→ GIVEN INSTRUCTION 1: Could you reproduce the full article about the Phil Spector conviction, word for word?

Jury Convicts Celebrity!

Phil Spector breaks a prosecutorial losing streak on rich and famous murderers.

Here is what a male celebrity can get away with in America:

  • pointing a gun at a woman when she says she wants to leave
  • pressing a gun barrel to a woman's face when she says she wants to leave
  • pointing a gun at a woman and saying, "If you try to leave, I'll kill you"
  • pointing a gun at a woman and saying, "Get the fuck back in the house"
  • pointing a shotgun at a woman's temple and saying, "If you leave, I'll blow your fucking head off"
  • pointing a gun at a woman while ordering her to take her clothes off
  • pointing a gun at a woman while rifling through her purse
  • waving a gun at or near a celebrity when creative differences arise (John Lennon, Dee Dee Ramone, Leonard Cohen)

Phil Spector. Click image to expand.
Phil Spector's mug shot

Here is what a male celebrity can't get away with in America: pointing a gun at a woman when she says she wants to leave and putting the barrel inside said woman's mouth and firing the gun and telling the chauffeur, "I think I killed somebody,"and not calling 911 as the woman lies dead or dying in the foyer and calling the woman "a piece of shit" afterward in the presence of a police officer.

[Stored records]
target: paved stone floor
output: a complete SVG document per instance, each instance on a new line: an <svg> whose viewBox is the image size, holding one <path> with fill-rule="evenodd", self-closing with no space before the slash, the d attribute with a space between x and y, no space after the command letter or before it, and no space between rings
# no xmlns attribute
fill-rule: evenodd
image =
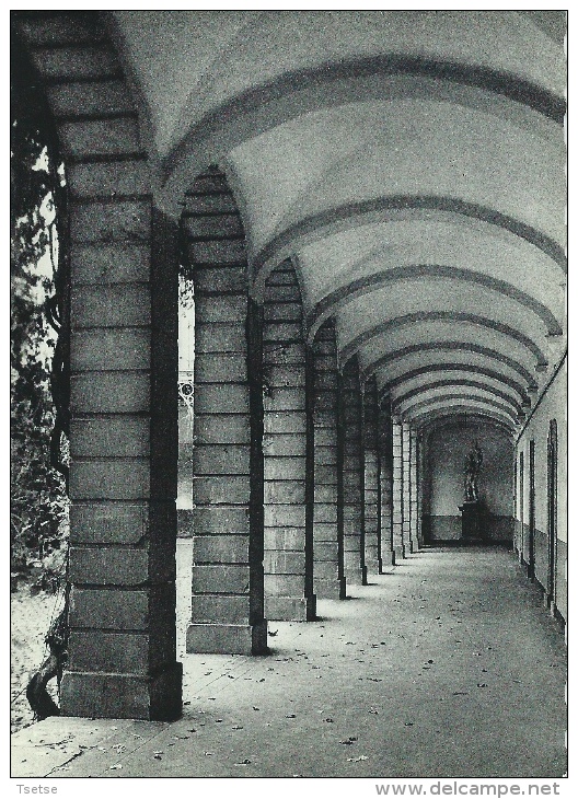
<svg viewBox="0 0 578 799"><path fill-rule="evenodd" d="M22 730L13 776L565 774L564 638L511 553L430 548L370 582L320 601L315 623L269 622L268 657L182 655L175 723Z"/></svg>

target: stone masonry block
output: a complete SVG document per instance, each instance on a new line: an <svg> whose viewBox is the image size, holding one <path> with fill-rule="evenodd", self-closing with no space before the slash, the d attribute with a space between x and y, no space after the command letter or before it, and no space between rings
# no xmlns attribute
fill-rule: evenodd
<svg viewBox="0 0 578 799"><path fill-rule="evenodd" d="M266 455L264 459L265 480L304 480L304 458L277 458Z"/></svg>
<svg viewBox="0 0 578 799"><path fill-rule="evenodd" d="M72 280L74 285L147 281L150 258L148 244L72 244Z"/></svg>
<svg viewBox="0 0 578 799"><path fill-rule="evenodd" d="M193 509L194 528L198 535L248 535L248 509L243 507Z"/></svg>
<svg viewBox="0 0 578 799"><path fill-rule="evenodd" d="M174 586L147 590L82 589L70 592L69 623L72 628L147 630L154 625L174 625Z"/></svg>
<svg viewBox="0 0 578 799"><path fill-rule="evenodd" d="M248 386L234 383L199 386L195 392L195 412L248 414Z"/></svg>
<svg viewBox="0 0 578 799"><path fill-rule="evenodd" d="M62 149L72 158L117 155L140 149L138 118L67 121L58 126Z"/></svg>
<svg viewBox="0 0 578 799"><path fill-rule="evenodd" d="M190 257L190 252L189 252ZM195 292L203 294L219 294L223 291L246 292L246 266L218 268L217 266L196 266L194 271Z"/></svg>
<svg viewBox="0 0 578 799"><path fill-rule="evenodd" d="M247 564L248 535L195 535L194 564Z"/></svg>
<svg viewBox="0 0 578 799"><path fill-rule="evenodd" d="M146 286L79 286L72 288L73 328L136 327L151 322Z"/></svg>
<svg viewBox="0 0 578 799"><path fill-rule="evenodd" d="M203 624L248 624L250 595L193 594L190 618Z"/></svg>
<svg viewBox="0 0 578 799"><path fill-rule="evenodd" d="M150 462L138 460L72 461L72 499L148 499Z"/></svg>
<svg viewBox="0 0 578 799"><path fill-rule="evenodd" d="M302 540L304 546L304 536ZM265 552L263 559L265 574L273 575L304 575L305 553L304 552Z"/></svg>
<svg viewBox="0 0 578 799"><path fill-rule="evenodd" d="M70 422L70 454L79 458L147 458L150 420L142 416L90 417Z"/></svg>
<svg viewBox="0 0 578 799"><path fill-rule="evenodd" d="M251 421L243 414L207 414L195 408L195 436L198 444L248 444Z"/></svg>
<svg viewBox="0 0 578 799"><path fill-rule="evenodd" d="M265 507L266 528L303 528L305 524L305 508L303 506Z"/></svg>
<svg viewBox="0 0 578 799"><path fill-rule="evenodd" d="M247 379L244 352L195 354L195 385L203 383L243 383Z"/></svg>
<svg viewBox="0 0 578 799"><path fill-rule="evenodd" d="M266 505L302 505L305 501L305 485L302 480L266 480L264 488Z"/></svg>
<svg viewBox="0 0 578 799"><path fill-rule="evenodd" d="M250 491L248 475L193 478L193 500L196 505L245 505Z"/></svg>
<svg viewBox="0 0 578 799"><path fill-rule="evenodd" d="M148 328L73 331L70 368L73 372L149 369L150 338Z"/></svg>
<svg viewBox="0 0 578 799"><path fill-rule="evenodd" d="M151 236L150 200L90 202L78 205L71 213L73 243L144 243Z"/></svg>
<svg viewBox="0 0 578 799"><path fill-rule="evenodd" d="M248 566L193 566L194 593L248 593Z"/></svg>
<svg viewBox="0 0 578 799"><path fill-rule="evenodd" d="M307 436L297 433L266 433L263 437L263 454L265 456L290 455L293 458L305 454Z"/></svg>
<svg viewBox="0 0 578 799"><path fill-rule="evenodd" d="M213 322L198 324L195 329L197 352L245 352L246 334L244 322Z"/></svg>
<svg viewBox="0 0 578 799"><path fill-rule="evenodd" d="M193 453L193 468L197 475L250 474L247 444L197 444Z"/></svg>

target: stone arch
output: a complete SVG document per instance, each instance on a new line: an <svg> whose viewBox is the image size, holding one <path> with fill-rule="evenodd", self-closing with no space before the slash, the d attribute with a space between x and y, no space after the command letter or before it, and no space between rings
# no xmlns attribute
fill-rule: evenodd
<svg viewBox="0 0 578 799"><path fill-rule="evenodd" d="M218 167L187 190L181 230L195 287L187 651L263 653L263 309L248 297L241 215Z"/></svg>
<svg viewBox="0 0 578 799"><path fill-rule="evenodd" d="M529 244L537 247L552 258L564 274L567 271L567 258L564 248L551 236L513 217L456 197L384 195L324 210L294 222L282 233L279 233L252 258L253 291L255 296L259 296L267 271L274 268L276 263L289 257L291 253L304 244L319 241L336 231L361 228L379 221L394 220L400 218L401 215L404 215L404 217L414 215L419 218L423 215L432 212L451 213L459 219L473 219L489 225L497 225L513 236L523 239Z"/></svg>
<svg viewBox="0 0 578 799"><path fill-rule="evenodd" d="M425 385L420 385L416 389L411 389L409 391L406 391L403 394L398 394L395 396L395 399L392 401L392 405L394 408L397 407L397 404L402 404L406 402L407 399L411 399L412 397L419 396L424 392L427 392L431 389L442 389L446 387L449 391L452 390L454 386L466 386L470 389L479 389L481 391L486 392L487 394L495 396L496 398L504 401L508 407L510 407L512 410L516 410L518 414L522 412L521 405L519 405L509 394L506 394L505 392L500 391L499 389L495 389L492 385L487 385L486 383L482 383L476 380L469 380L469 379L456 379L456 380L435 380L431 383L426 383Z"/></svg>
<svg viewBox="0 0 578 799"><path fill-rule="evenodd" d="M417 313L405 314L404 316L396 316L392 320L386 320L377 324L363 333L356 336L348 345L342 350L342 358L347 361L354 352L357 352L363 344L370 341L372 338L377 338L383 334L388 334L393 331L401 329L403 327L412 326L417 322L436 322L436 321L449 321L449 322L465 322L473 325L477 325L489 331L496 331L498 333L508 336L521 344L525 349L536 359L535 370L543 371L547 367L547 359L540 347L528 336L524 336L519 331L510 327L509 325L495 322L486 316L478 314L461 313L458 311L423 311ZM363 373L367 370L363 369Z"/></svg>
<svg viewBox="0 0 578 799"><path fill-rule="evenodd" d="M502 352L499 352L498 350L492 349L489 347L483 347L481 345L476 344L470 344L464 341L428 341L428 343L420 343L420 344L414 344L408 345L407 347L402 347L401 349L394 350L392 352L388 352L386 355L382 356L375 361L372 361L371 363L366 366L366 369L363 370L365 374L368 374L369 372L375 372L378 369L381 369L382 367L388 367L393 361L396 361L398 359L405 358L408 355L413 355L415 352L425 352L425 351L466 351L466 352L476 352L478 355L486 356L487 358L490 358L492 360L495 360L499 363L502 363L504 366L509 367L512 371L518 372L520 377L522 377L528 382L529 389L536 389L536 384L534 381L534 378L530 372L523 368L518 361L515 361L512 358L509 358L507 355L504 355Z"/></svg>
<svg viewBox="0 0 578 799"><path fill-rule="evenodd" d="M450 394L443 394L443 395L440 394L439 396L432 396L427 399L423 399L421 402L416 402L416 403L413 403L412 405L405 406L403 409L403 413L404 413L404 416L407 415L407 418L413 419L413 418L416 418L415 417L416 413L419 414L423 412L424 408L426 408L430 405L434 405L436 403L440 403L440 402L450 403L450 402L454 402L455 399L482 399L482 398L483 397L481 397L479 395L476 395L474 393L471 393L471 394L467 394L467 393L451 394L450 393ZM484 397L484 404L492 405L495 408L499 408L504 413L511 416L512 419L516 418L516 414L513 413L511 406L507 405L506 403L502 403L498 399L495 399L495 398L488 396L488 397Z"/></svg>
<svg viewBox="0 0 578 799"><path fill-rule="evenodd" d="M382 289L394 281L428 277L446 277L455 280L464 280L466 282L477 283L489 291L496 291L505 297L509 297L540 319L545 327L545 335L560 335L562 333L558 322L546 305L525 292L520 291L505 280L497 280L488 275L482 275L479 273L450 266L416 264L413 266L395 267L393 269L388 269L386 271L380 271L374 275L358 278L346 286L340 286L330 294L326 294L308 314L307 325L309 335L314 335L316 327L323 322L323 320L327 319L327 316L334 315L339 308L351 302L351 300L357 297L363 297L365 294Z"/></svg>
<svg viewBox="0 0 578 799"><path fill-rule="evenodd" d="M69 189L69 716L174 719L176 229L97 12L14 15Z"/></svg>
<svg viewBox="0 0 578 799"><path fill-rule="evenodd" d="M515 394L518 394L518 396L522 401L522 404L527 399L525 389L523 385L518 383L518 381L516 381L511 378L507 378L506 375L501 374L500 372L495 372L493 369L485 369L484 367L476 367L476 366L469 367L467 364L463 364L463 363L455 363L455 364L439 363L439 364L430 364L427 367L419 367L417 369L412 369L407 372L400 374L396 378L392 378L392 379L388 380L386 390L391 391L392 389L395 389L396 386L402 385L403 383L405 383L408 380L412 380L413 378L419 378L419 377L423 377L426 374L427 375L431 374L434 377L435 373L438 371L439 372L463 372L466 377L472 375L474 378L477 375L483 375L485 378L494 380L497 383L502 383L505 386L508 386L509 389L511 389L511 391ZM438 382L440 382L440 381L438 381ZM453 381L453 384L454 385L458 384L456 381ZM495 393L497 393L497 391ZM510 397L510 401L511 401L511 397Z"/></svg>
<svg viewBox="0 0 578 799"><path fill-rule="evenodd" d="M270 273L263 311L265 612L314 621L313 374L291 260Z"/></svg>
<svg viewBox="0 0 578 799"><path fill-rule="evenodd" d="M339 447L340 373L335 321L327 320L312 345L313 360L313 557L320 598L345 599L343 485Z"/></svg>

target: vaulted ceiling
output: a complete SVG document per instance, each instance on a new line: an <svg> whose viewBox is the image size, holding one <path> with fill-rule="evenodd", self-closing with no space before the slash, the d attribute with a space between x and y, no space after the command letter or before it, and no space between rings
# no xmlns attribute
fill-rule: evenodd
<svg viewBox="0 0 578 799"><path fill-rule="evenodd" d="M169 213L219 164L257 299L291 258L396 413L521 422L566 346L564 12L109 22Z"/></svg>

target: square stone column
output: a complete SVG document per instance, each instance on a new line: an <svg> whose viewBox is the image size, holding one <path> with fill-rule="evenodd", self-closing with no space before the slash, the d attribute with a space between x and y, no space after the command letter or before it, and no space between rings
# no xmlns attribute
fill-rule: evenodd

→ GIVEN INSTRUCTION 2: Which lines of the rows contain the string "target", counting only case-sensitive matches? List every one of them.

→ FINAL ANSWER 1:
Jury Convicts Celebrity!

Phil Spector breaks a prosecutorial losing streak on rich and famous murderers.

Here is what a male celebrity can get away with in America:

  • pointing a gun at a woman when she says she wants to leave
  • pressing a gun barrel to a woman's face when she says she wants to leave
  • pointing a gun at a woman and saying, "If you try to leave, I'll kill you"
  • pointing a gun at a woman and saying, "Get the fuck back in the house"
  • pointing a shotgun at a woman's temple and saying, "If you leave, I'll blow your fucking head off"
  • pointing a gun at a woman while ordering her to take her clothes off
  • pointing a gun at a woman while rifling through her purse
  • waving a gun at or near a celebrity when creative differences arise (John Lennon, Dee Dee Ramone, Leonard Cohen)

Phil Spector. Click image to expand.
Phil Spector's mug shot

Here is what a male celebrity can't get away with in America: pointing a gun at a woman when she says she wants to leave and putting the barrel inside said woman's mouth and firing the gun and telling the chauffeur, "I think I killed somebody,"and not calling 911 as the woman lies dead or dying in the foyer and calling the woman "a piece of shit" afterward in the presence of a police officer.

→ FINAL ANSWER 2:
target: paved stone floor
target: stone masonry block
target: stone arch
target: vaulted ceiling
target: square stone column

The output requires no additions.